YOUR OBJECTIVE: Whenever a line below includes the word "building", copy that line.

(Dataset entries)
+++

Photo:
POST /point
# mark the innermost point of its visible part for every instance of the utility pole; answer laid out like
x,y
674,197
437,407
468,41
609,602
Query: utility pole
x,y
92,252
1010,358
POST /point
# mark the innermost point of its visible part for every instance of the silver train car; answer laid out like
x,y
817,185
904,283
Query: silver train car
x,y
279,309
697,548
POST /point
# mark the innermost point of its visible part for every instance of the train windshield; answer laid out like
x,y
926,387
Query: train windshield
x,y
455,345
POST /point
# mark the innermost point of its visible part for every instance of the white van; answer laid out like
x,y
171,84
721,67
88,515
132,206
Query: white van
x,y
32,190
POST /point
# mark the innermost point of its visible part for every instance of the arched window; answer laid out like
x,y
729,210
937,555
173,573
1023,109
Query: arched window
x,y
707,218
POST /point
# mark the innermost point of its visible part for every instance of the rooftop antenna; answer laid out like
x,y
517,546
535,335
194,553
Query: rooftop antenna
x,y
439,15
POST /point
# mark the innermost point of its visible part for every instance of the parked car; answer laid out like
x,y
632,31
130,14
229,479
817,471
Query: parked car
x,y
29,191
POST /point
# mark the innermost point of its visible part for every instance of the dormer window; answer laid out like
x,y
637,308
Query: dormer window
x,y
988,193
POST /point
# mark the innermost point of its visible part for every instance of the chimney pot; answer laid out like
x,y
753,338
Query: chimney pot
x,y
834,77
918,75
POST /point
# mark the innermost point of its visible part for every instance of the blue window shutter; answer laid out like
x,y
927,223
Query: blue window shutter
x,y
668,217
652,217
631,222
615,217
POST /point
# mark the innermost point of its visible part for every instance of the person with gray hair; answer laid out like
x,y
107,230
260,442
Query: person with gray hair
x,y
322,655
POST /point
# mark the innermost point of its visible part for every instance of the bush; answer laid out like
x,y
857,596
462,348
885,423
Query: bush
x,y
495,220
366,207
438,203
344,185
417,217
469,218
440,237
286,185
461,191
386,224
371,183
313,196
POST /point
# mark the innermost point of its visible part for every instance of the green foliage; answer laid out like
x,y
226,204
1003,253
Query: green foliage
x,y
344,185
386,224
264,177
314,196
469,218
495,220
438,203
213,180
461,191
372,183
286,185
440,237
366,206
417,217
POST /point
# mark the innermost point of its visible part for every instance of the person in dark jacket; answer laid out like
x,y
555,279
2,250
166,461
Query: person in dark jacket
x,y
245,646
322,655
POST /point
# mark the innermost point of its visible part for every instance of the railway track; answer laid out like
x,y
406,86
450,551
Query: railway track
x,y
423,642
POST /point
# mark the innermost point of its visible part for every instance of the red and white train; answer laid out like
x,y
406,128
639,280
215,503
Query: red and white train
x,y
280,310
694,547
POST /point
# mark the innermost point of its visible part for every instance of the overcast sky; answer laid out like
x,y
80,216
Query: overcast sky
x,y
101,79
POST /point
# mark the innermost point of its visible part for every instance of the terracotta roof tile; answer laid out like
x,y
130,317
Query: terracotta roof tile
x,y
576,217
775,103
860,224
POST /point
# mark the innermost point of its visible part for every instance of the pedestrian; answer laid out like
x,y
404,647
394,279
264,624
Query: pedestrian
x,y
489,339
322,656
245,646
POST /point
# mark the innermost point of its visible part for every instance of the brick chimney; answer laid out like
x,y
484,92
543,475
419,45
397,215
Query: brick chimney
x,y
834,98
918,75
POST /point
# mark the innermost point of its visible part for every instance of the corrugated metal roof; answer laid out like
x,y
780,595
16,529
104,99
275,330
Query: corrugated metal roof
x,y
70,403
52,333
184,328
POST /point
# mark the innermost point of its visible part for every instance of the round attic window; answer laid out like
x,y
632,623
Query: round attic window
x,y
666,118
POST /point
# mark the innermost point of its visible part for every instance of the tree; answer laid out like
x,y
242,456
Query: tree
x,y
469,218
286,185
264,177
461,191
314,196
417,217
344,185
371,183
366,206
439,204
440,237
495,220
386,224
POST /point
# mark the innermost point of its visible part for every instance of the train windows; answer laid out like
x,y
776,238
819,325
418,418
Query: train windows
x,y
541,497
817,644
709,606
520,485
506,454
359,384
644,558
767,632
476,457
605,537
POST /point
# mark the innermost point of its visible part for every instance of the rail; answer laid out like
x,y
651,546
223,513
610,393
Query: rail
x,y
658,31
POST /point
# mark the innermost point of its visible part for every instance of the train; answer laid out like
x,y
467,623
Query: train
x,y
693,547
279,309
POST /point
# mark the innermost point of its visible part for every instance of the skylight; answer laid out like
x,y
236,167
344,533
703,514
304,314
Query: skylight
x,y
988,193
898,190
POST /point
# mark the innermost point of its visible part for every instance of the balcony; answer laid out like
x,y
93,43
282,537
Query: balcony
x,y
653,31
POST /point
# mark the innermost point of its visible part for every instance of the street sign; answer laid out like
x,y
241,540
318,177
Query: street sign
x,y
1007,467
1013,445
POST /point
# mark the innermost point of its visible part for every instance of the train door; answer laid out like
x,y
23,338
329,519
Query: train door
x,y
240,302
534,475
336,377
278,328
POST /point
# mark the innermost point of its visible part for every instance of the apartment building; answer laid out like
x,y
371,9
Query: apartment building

+++

RESPONSE FOR THIS EXERCISE:
# mark the innermost point of its visible part for every instance of the apartment building; answer laid out like
Query: apartment building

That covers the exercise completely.